**READING TEXT**
== == ==

Do I slowly increase the amount of Nitrate to my desired ppm level over time, or can I up the level in one large dose?


----------



## jimmyjam

mines at about 8-10 most of the time.. As long as your tank is healthy you shouldnt have too much probs with algae... and of course raise it steadily over a few days.


----------



## Evans11

Thanks for the replys.

So as for dosing, I am currently using the Seachem line. (Nitrogen, Phosphorus, Potassium, Trace) and experimenting with the dosing amounts. 
I haven't created a full fledged algae bloom yet but I have noticed a small amount of BGA on the HC and some brown algae on the glass by the substrate. Both were easily removed and i'm guessing were caused by me overdosing either Nitrate or Phosphate.
Live and learn.

As for the C02 I have finally managed to get it to remain around 30 ppm. I usually measure the PH and Kh levels to determine the C02 level. Is this the most accurate method?

I recently added a couple Amano shrimp as well and they seem happy.

As for the HC, it is filling in nicely and becoming a much thicker carpet. It "pearls" heavily every evening which is a joy to watch.










































Next i'll be attaching some sort of moss to the driftwood. I'm thinking Flame Moss or Xmas Moss but am looking for suggestions.

Thanks for looking. 

Brian


----------



## Byronicle

looks great, that is really funny because im doing the dry method for my hc cuba right now, and i hav the same type of driftwood and planning to put taiwan moss or some fast growing moss attached to the wood to make it look like a tree. I would like to know how you plan to attach the moss to the "branches"?

== == ==

**RECORDS**
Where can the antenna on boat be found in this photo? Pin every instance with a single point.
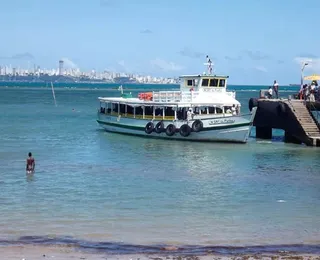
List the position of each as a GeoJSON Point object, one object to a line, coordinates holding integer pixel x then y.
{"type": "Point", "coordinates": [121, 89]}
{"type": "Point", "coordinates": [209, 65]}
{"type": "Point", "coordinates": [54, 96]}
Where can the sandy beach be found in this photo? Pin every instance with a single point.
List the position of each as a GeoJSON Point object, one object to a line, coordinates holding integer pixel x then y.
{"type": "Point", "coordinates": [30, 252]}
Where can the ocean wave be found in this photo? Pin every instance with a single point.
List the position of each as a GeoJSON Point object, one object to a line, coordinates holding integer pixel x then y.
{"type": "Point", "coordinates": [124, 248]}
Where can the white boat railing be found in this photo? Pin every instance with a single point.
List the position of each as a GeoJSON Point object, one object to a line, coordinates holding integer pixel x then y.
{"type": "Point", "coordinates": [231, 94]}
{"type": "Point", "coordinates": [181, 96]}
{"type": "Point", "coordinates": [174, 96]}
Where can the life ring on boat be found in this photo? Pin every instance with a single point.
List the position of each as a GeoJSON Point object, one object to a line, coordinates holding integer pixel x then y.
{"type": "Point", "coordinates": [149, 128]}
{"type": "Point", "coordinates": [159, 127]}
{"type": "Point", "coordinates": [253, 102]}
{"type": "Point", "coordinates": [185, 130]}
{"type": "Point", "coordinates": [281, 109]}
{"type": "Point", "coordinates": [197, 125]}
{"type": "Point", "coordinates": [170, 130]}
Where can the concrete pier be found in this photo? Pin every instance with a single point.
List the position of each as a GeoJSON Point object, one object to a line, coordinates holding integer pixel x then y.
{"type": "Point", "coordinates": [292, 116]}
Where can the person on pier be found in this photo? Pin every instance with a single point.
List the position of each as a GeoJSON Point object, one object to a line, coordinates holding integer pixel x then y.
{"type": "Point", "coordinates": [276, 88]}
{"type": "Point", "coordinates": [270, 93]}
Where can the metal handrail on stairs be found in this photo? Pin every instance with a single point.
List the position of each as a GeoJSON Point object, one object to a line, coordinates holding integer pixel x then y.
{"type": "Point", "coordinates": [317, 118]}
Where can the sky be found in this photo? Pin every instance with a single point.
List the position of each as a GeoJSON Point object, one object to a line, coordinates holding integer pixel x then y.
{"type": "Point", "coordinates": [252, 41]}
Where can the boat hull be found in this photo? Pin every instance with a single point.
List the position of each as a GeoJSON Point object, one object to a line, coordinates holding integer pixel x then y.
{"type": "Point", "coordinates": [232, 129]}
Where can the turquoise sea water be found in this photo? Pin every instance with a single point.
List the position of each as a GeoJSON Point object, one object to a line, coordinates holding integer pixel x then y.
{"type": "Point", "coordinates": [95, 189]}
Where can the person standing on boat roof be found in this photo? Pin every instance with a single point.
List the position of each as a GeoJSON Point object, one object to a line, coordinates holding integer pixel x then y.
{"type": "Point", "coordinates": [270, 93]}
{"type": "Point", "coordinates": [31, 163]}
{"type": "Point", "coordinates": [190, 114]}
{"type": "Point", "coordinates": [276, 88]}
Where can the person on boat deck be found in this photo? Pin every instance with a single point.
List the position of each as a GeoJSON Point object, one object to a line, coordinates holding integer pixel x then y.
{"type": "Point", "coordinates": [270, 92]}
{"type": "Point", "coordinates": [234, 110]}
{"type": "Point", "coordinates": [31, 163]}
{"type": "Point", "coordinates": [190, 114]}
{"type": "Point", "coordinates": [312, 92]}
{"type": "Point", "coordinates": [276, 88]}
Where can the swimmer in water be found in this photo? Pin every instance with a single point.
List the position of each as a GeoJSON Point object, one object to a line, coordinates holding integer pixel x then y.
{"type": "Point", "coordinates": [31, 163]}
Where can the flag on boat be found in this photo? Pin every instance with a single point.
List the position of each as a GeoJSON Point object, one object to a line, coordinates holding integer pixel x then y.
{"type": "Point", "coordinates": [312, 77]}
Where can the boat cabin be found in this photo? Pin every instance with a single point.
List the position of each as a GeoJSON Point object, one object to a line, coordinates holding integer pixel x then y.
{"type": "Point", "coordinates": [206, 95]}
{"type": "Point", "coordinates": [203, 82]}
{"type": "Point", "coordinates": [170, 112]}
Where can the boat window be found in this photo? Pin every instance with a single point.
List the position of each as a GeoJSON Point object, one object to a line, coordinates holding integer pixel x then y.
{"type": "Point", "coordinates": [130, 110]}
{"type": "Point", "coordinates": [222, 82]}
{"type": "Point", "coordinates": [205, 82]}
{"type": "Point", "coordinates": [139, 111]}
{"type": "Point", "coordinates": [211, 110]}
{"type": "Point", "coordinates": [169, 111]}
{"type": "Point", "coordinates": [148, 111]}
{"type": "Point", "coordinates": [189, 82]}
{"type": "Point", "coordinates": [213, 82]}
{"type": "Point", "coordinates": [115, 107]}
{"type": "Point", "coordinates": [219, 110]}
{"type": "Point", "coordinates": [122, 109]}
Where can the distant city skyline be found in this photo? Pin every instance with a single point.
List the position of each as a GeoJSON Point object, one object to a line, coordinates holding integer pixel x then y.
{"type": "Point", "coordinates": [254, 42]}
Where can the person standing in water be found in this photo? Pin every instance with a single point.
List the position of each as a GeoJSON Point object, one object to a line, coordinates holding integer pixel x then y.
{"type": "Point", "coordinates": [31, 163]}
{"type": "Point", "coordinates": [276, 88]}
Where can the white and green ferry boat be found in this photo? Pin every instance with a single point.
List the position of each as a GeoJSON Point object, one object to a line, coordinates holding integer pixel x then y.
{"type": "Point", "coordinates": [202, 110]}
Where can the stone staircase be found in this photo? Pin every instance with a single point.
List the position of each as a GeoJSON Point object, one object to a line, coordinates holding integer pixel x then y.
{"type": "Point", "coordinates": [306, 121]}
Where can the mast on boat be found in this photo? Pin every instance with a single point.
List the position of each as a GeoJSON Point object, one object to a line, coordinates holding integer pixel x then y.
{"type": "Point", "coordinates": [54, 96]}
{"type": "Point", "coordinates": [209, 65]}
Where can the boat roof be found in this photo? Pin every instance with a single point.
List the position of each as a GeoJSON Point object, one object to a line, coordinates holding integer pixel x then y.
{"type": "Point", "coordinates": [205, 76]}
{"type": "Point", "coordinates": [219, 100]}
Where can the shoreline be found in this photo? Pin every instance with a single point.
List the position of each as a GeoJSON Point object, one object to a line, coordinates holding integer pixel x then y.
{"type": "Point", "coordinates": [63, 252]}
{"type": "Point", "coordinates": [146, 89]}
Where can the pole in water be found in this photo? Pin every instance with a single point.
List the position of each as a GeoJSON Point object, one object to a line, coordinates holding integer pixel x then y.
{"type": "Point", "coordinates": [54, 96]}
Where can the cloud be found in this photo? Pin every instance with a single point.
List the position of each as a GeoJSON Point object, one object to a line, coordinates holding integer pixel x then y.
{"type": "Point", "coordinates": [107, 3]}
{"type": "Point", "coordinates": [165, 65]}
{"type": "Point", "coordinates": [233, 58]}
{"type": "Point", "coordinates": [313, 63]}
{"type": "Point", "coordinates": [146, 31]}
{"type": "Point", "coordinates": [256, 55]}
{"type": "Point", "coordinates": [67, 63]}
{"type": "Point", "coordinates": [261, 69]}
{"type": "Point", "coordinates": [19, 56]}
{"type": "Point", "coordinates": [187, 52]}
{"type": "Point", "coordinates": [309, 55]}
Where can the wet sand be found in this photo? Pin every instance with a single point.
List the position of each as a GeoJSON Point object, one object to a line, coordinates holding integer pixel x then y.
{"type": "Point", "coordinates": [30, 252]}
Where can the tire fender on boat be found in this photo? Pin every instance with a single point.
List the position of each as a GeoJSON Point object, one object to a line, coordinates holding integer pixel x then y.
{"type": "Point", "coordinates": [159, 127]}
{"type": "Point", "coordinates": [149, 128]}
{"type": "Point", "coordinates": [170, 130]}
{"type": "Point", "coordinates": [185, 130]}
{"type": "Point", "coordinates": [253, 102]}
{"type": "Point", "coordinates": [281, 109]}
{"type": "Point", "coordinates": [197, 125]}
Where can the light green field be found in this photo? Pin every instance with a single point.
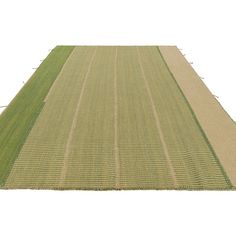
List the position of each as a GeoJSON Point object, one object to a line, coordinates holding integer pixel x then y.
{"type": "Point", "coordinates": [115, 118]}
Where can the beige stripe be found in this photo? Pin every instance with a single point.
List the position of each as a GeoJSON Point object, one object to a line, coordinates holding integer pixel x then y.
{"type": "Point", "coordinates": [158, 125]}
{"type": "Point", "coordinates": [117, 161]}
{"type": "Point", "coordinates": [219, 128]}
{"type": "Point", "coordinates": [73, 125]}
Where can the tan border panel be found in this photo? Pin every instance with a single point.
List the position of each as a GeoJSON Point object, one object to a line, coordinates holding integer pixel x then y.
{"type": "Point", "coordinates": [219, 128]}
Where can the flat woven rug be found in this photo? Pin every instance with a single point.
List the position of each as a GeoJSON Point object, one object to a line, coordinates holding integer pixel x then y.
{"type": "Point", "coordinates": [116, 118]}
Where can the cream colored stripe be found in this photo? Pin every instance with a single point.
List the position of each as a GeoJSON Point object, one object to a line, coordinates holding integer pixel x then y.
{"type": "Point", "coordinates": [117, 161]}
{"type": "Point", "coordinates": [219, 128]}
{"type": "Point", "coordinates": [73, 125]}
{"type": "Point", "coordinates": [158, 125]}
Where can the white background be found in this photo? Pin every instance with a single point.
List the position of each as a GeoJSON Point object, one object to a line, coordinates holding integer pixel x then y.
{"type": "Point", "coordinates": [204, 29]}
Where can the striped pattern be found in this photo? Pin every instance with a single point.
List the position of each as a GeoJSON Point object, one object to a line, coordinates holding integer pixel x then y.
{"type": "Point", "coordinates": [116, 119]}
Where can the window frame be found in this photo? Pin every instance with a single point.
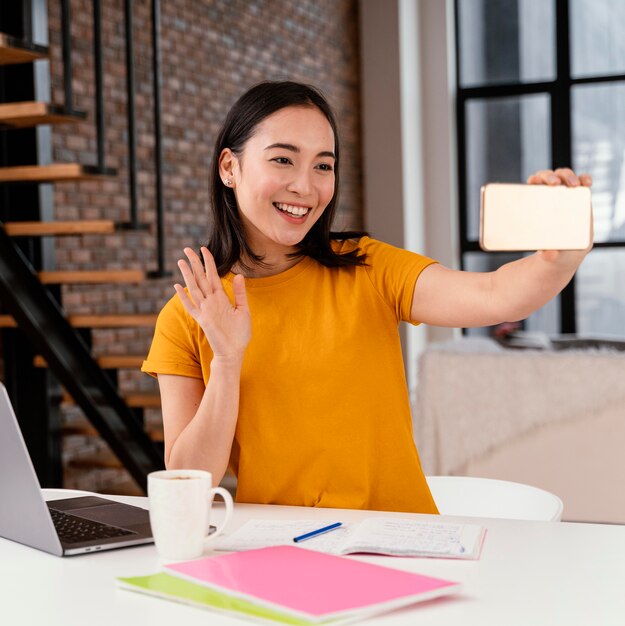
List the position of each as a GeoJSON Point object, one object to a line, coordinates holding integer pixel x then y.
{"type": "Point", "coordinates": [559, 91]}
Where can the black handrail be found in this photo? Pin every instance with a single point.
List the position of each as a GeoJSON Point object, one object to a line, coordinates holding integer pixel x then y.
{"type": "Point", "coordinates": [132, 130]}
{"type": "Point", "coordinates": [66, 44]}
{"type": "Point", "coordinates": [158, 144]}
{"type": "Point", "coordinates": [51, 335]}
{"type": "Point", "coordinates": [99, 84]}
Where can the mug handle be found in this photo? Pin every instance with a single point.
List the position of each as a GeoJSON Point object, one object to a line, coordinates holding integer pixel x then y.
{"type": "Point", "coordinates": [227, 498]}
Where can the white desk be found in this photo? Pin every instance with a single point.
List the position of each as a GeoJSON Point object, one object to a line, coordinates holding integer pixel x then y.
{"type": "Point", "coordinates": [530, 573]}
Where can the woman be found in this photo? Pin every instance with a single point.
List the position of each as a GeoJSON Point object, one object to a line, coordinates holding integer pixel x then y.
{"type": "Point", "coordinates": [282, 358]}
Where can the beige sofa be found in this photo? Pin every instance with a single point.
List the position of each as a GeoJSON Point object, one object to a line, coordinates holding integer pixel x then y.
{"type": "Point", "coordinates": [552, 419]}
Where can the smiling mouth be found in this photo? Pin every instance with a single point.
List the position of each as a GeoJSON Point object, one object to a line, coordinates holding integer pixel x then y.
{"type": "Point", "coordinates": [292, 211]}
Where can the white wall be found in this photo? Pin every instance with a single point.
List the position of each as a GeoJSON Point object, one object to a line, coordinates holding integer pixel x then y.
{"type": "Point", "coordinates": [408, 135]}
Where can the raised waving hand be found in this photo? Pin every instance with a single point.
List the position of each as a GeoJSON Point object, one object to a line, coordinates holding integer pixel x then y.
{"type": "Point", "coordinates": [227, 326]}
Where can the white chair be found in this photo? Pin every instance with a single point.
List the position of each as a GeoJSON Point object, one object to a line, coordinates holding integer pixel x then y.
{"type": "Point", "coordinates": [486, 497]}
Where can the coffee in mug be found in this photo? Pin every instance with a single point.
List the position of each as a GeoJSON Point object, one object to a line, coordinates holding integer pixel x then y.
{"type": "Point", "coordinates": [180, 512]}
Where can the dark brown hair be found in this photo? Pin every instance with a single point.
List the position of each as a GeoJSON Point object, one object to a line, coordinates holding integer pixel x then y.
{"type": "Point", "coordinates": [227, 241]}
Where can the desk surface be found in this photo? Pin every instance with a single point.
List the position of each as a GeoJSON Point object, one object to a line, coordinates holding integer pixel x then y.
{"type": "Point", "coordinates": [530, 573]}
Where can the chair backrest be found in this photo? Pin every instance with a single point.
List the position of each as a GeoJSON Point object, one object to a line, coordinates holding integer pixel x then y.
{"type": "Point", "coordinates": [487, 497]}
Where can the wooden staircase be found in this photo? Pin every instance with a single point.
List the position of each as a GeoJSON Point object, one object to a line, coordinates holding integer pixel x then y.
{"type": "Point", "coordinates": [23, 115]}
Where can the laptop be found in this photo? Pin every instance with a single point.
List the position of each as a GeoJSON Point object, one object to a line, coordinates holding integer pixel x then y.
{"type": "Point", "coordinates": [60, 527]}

== == ==

**TASK INSTRUCTIONS**
a) In the aquarium forum thread, at about what level did Evans11 finally get the CO2 to stay?
b) List every Seachem product that Evans11 names in the aquarium forum thread.
The data are separate material, unrelated to the aquarium forum thread.

**TASK RESPONSES**
a) Around 30 ppm.

b) Nitrogen, Phosphorus, Potassium, Trace